### Document segment
····················

# 54 litre tank stocking ideas?



## KamsAquarium (29 Aug 2019)

Hey guys,

Tanks still cycling so just looking at some potential stocking ideas for my 54 litre.

1 x betta splendens
8 x neon tetras (but I’m really put off them as they seem to get a lot of illness)
6x Cory cats.

If you have any better suggestions feel free to let me know! 

A pic of the tank attached as well, if it’s helpful.

Thanks


----------



## Kalum (29 Aug 2019)

Do you mean all together or just one of the above?


----------



## KamsAquarium (29 Aug 2019)

Kalum said:


> Do you mean all together or just one of the above?


 Together.. is it it over stocked? I have googled a lot of stocking ideas and have seen this group be suggest a lot.. and a lot of experienced fish owners discussing over stocking in planted tanks in this day and age with current filtration and water changing regime. But obviously appreciate  a smaller bioload will be better to prevent and sudden ammonia spikes in a matured tank.


----------



## Kalum (29 Aug 2019)

in a perfect world scenario a betta would be happiest when kept alone 

neons and a few dwarf corys would be fine but just keep in mind that fish like these like to be kept in bigger groups and are skittish when kept in low numbers

small tanks are best kept to species only tank (such as a betta, scarlet badis, etc...)


----------



## richard brown (29 Aug 2019)

I think that is a roma 600 if I am correct, I had one, I also had neon tetra's and a betta in it and I agree with Kalum, I saw very little schooling behaviour from the neon's and they just sort of plodded about.

Having a betta really limits future options too, most shrimp are a no go (Yes this made me sad when I found this out at the time haha)


----------



## KamsAquarium (29 Aug 2019)

So any other suggestions?


----------



## richard brown (29 Aug 2019)

you could try harlequin rasboras, they are more of a shoaling fish than a schooling fish.

A possible alternative to a betta is a pair of pearl gourami, very good community fish and tend to stay around the top level of the tank much like a betta.


----------



## KamsAquarium (29 Aug 2019)

richard brown said:


> I think that is a roma 600 if I am correct, I had one, I also had neon tetra's and a betta in it and I agree with Kalum, I saw very little schooling behaviour from the neon's and they just sort of plodded about.
> 
> Having a betta really limits future options too, most shrimp are a no go (Yes this made me sad when I found this out at the time haha)


 
Are Bettas really that bad in a community? I have seen so many people keep them with other fish no problem?


----------



## richard brown (29 Aug 2019)

It really varies from fish to fish with Betta's, some are great community fish, some just want space and to be left alone, mine was fine with the neons though, just the neons never really displayed schooling behaviour because of the low numbers.


----------



## Matt @ ScapeEasy (29 Aug 2019)

A few things to think about...
Your tank is not the largest and would look better with smaller fishes / this will give them a better habitat.

····················

### Records supplied

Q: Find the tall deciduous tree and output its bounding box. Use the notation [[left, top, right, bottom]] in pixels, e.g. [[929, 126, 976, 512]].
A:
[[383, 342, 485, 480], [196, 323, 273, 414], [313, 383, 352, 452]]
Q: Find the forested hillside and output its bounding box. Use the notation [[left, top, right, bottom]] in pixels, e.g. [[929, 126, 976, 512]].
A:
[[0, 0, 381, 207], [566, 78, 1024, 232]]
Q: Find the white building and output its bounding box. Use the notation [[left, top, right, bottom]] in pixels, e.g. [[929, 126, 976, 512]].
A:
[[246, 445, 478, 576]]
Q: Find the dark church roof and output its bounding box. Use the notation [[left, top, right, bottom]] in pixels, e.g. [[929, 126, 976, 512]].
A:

····················

### Request
Could you extend the tank stocking thread, starting right after its last sentence? The lines have nothing to do with the tank stocking thread.

### The reply
Match your fish to your water parameters
Honey or sparkling gourami may be more appropriate than pearl gourami given tank size.
Consider the layers in the tank, whilst you currently have a fish for the bottom, middle and top, don't loose this through your stocking revisions.
What about quality cleaning crew - otocinclus, snails, shrimp

Some good nano fish:
Green Tetra
Galaxy Rasbora
Ember Tetra
Lampeye Panchax
Clown Killifish
Pygmy Cory as a smaller cory


----------



## sparkyweasel (29 Aug 2019)

You're right about Neons, a lot of those available are in very poor condition, and prone to health problems. Green Neons are usually better, and also a bit smaller in maximum size, but otherwise quite similar, so I would consider those as a good alternative.


----------



## Geoffrey Rea (29 Aug 2019)

Cory’s can be entertaining, you’ve a sand substrate after all. If it’s soft sand bury a pellet and watch them hunt it out. Watch them go up and down the glass after lights out. They even keep an eye on the TV after lights out from experience if your tank is in your living space. Can be long lived though if conditions are right, make sure you like them, a rewarding species if conditions are to their liking.

You can always add some shrimp and nerite snails alongside without any problems too to add to the drama. 54l isn’t much though so make it count, don’t fall into the trap of going for multiple species of fish in a small aquarium. It seldom reveals the best behaviour of any species.

Maybe you already know this but if it is Cory’s you go for make multiple trips before buying and keep an eye out for fungal growths.


----------



## alto (30 Aug 2019)

If you obtain wild caught green neons _Paracheirodon_ _simulans _they will be decidedly unhappy & will disappear as you approach the tank (or even enter the same room)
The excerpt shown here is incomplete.